── RECORDS PROVIDED
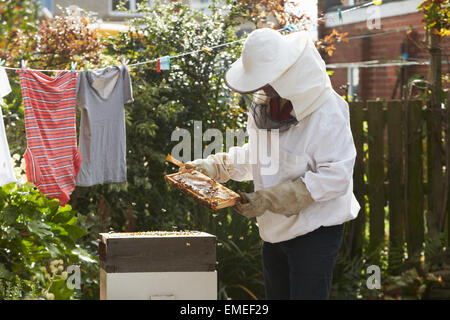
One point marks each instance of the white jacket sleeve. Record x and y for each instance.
(333, 151)
(233, 165)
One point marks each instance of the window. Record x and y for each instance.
(131, 5)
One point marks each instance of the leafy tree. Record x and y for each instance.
(37, 235)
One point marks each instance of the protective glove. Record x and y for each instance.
(205, 166)
(216, 166)
(287, 198)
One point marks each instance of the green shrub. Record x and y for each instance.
(38, 240)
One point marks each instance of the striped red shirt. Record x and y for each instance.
(52, 159)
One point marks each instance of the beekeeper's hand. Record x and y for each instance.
(287, 198)
(205, 166)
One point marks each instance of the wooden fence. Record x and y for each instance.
(400, 177)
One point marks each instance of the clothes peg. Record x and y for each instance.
(73, 66)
────
### PROBLEM DETAILS:
Set the listing above down again exactly, leaving pictures out.

### ANSWER SECTION:
One point marks each instance of the white jacket sleeve. Record x and y for each instance.
(333, 151)
(233, 165)
One point marks each instance of the window. Record x and y for each instance.
(131, 5)
One point marks each instance of the leafy tree. Record x and y for each instance.
(37, 235)
One point marks each instance of the protective glove. Record x and y for each instance.
(205, 166)
(216, 166)
(287, 198)
One point marks each instance of the green shrub. Record x and y for each instance.
(38, 240)
One point marks each instance of the striped red shirt. Record x and y for each instance.
(52, 159)
One point marks each instance of the beekeeper's hand. Record x and y for each instance.
(287, 198)
(205, 166)
One point marks each instance of the wooden fence. Record x and y for each instance.
(400, 177)
One point marks each instance of the clothes peg. Record x and y for each instance.
(73, 66)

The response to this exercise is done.